╔══
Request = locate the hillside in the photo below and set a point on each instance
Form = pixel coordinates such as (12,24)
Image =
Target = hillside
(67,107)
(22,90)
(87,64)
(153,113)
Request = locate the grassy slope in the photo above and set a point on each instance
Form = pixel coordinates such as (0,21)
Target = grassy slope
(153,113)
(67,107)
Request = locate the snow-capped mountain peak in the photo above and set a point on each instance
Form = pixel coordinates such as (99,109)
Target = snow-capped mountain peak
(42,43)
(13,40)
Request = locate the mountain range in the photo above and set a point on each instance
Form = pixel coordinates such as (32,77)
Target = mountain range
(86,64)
╚══
╔══
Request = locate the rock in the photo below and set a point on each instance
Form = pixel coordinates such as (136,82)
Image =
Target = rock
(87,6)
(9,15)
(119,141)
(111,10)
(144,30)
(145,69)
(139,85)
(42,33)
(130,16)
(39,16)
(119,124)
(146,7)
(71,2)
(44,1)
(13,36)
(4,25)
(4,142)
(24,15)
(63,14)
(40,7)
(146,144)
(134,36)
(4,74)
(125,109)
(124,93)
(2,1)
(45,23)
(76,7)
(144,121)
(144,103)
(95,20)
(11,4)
╚══
╔══
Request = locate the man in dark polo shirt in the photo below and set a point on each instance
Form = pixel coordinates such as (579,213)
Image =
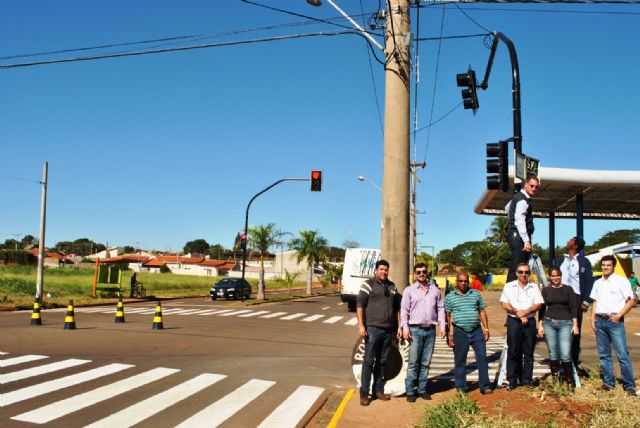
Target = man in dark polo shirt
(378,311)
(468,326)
╚══
**WHAT THIS TASK INVOLVES:** Please show every line of the listing above that contains the word "rock", matching case exactly.

**OUTPUT FOR THIS EXERCISE:**
Request = locate the rock in the photo below and set a point on each instance
Target = rock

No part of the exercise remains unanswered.